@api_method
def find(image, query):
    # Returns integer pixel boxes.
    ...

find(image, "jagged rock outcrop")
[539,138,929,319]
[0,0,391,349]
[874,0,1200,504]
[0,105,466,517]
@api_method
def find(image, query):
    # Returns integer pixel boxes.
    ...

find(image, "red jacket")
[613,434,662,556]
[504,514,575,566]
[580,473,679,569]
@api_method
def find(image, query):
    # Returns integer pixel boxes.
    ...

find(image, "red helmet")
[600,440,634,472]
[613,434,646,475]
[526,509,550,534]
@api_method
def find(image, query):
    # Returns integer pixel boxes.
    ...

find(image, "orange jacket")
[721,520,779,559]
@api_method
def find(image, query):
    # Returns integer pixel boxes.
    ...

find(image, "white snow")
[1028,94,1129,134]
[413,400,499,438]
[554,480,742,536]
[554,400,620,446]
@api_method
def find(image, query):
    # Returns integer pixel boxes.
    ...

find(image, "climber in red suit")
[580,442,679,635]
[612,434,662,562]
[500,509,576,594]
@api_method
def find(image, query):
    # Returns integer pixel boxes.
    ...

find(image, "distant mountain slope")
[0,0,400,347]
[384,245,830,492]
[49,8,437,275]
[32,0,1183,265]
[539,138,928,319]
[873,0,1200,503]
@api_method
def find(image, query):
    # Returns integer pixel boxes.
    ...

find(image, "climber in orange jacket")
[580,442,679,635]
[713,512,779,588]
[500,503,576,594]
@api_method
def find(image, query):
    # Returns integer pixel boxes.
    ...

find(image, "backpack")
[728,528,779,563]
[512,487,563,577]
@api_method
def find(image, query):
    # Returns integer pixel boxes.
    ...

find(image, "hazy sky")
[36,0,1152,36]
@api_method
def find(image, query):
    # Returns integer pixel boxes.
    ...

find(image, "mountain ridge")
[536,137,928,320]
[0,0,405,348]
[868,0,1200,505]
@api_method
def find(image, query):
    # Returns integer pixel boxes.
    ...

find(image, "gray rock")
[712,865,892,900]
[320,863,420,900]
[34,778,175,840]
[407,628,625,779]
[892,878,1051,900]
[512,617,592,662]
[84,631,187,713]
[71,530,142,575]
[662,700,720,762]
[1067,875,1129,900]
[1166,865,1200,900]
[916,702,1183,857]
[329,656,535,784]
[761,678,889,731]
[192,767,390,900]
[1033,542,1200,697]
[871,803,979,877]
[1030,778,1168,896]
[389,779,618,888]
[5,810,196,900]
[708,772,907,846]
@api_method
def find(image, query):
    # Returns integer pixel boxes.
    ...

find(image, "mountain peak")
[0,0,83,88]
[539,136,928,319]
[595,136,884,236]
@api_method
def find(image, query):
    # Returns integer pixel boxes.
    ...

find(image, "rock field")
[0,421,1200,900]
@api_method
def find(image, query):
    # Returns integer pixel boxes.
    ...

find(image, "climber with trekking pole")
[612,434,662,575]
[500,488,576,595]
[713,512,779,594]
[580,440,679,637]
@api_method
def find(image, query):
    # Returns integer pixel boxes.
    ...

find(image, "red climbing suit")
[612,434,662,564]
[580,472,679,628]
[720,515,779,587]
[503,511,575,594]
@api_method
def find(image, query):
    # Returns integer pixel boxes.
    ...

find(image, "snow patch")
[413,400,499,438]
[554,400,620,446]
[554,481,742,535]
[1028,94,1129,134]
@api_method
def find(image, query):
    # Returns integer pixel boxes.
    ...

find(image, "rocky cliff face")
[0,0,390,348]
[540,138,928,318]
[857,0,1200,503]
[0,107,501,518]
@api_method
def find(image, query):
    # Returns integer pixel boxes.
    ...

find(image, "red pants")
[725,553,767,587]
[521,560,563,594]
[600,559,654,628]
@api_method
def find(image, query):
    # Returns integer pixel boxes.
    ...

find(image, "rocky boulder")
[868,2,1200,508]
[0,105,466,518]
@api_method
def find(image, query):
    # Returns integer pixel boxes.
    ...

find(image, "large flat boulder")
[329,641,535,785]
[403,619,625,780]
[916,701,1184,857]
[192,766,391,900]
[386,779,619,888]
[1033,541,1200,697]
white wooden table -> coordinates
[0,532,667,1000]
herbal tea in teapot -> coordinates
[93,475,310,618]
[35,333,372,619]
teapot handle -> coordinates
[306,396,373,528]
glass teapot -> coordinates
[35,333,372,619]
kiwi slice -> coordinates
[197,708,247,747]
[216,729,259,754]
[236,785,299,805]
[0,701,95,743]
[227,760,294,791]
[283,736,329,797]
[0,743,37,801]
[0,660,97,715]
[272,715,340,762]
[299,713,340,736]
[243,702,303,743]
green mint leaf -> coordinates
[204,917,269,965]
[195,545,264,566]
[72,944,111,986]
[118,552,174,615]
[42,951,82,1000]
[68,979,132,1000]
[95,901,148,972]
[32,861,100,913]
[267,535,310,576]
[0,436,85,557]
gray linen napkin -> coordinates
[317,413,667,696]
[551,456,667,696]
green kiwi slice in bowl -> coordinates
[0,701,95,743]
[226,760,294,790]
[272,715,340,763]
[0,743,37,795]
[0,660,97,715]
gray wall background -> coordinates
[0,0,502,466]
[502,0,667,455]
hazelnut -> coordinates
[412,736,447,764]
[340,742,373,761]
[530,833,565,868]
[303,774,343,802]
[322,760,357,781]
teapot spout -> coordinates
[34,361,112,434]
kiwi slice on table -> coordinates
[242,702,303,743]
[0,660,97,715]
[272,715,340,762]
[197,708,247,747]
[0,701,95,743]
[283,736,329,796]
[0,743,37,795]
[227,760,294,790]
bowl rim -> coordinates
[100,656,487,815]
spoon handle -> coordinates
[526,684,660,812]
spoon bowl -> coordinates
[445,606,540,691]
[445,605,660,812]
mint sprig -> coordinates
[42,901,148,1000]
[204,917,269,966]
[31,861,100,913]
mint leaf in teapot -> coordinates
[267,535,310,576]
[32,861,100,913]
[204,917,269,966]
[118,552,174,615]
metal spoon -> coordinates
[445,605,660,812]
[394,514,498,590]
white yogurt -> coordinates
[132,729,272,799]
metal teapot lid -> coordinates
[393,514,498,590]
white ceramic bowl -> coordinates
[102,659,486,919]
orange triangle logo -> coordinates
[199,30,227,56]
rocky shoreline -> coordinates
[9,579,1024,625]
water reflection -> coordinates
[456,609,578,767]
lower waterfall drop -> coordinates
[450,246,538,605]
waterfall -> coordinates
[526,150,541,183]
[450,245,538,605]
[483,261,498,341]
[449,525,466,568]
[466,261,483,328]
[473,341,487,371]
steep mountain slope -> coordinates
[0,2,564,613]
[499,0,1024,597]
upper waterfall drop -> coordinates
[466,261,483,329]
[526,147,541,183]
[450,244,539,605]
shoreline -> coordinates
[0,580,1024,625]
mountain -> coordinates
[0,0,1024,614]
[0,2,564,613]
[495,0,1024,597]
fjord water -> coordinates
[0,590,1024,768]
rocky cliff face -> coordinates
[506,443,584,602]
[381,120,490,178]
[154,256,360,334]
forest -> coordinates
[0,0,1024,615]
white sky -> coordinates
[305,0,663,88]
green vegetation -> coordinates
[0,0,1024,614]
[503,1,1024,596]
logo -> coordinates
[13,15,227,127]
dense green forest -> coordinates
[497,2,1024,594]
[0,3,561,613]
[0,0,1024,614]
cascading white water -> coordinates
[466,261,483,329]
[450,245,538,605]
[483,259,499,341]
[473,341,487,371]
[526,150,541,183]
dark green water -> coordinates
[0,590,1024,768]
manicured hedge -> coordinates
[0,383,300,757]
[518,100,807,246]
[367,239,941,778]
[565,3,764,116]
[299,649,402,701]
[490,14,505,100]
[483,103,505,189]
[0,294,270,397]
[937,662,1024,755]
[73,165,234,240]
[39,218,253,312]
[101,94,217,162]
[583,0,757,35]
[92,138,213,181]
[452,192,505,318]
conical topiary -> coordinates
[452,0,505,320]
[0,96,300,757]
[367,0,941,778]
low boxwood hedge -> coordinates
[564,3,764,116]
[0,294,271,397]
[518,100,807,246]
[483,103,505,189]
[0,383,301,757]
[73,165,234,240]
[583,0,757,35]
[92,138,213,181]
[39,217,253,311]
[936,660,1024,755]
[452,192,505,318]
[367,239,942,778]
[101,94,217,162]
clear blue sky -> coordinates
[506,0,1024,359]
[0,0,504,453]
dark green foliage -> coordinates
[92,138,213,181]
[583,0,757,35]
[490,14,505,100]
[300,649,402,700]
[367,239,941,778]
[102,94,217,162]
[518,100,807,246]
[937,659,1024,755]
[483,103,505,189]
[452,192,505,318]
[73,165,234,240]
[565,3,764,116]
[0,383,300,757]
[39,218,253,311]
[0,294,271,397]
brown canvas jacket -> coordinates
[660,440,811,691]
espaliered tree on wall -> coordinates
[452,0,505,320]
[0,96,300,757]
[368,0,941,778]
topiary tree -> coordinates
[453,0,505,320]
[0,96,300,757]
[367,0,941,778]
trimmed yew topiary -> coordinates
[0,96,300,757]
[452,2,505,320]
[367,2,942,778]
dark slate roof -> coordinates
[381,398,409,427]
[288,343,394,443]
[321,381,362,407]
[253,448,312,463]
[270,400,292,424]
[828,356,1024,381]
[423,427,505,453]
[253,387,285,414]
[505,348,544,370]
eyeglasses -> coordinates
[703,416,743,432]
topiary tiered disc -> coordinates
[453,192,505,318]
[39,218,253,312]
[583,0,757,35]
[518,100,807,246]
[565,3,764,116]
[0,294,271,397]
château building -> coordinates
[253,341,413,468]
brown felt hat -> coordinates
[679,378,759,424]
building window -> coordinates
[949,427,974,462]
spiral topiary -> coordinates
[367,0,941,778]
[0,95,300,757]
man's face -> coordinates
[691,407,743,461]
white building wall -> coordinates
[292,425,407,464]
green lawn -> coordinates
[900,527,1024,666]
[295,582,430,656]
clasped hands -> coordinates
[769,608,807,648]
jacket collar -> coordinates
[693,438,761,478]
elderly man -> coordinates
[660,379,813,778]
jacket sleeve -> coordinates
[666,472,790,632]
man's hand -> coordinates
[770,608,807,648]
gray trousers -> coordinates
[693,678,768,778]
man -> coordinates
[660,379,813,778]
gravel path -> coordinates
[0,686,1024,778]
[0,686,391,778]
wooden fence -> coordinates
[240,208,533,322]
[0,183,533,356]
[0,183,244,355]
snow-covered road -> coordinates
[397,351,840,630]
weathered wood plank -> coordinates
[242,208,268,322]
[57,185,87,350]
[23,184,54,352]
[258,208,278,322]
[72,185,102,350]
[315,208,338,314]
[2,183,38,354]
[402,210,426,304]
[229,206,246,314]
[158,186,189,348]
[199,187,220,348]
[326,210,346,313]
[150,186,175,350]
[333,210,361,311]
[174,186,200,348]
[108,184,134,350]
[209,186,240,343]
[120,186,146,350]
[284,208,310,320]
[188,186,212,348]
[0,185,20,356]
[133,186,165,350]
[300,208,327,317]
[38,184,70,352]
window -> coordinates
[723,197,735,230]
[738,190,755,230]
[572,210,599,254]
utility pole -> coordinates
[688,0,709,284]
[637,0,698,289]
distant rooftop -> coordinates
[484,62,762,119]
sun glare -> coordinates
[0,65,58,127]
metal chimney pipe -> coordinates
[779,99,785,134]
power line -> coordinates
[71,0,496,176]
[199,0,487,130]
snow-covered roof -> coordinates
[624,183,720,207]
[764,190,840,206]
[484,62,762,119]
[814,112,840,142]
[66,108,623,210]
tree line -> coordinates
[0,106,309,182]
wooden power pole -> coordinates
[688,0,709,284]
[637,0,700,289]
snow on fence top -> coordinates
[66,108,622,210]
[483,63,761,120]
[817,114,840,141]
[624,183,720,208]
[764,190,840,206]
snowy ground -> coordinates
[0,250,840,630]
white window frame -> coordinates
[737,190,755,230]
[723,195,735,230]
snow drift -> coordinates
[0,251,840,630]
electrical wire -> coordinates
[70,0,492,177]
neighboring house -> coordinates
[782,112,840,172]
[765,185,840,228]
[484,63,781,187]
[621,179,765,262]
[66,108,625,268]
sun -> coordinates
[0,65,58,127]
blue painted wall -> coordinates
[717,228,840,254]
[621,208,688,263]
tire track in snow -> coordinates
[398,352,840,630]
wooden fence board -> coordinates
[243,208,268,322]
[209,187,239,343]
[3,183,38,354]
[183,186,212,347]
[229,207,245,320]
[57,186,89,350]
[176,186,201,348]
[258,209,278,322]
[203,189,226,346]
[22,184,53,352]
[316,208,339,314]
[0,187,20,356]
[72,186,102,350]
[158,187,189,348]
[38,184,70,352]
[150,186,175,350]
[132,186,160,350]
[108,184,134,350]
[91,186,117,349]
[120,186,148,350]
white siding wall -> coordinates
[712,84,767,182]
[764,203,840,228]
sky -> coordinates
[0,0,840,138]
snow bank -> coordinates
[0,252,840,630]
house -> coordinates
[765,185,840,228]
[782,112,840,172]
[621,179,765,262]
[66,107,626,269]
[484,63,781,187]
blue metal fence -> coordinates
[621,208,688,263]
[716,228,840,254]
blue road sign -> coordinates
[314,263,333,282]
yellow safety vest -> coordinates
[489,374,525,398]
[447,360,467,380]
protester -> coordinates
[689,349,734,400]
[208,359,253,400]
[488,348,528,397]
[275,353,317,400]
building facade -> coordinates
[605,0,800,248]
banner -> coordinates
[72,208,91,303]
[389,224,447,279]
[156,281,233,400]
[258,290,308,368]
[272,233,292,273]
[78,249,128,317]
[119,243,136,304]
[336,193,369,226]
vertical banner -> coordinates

**Что сделать:** Подсчитайте, сколько строк в списке выше содержат слово «power», учитывая регистр букв. В ответе укажите только число.

**Решение задания:** 2